- **PAGE**
The deployment of GLO-backed interventions can then be accounted for as a performance of force by a seemingly reliable institution. Such performance furthers militarization as “acceptance”: “Militarization refers to a multifaceted social process by which military approaches to social problems gain elite and popular acceptance” (Flusty et al., 2008, p. 625). Seen as a discursive event, such interventions then attempt to reinforce the public conviction that behind the walls of military quarters, there sits an armed force always ready to be deployed when things (criminal violence, police violence, or corruption) get out of the hands of public security agents. In addition to the mere material presence of weapons and soldiers in the streets of Rio de Janeiro, such symbolic retaking of urban space by the military, subjecting it to a potential battlefield, thus also shifts the widespread perception of a potentially strong state and the possibility to reduce police or criminal violence.
The militarization of police work, seemingly supporting the above-stated paradox of a non-war situation, also permeates the attitudes of police personnel. A huge majority of police officers has described their work as taking place in a war-like situation. Their quotidian work on the streets consisted in directed, weaponized confrontations with “enemies,” that is, criminals, suggesting a prevalent “warrior ethos” among Rio de Janeiro’s police (Costa Neto, 2022). The Military Police, despite attempts to “civilize” the institution from training up to practice and administration of policing, continues to work within a strict military mindset (Storani, 2008).
A third modality of security governance arrangements is closely related to the arrego practice—the informal institution of partly skimming of traffickers’ profit by police officers (Cano, 2013)—and to the warrior mentality: a “tirania miliciana” now prevails in many places in the metropolitan area of Rio de Janeiro (Soares, 2019, p. 18). Different from the arrego, the “militia tyranny” consists in criminal organizations becoming more broadly engaged in establishing local protection rackets in combination with the installation of a set of diverse business activities, from urban services (gas, electricity, transport), through land-grabbing and real estate activities. The activities of the “militias” have been constantly widening into a full set of urban development-related capacities (Araujo & Petti, 2022). Yet, their emergence in the country’s southern urban centers, São Paulo and Rio de Janeiro, began in the 1950s when vigilantes and private armies started to undertake crime-fighting missions (Paes Manso, 2020). For a portion of society, illegal vigilante attacks of parapolice groups on thieves and criminal suspects were however justified. Nevertheless, positive expectations as to the legitimate law-and-order principles—self-justice—exercised by “militias” quickly ended (Tinoco et al., 2018). Thieves and tiny drug traffickers started to show up dead and marked with a symbol identifying the people who carried out their assassination. These early militia forces also engaged in the extortion of their victim’s enemies and demanded a cut of the money made from trafficking (Misse, 2018).
The “militias” of Rio de Janeiro are often defined not as “parallel” to state power but as “state power itself” (Souza Alves, 2019b), militarizing security by placing military or ex-military personnel in informal security governance arrangements. Active and retired police officers and young adults hired to operate as vigilantes often form these groups. The “militia,” then, is not opposed to the armed forces, but rather linked to a hybrid mode of security governance. While some authors assume that the incomplete democratization of Brazil can serve as explanans for the militarization of public security (Suarez et al., 2021), such argumentation falls short of explaining how the militarization of security is linked to popular support and correlated attitudes. Militarism then must be searched for elsewhere, outside of, or at least in addition to the proximity of the armed forces or, more broadly, of law enforcement, to the state’s governing executive.

- **SUPPLIED MATERIAL**
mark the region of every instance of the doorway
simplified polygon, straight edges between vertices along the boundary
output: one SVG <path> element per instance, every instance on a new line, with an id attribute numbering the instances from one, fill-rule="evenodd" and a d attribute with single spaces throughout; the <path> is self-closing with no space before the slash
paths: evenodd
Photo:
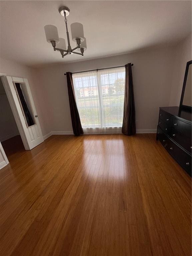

- **WHAT TO WORK ON**
Please copy the passage above on militarization in Rio de Janeiro, word for word, from "The militarization of police" to "mindset (Storani, 2008).".

- **RESPONSE**
The militarization of police work, seemingly supporting the above-stated paradox of a non-war situation, also permeates the attitudes of police personnel. A huge majority of police officers has described their work as taking place in a war-like situation. Their quotidian work on the streets consisted in directed, weaponized confrontations with “enemies,” that is, criminals, suggesting a prevalent “warrior ethos” among Rio de Janeiro’s police (Costa Neto, 2022). The Military Police, despite attempts to “civilize” the institution from training up to practice and administration of policing, continues to work within a strict military mindset (Storani, 2008).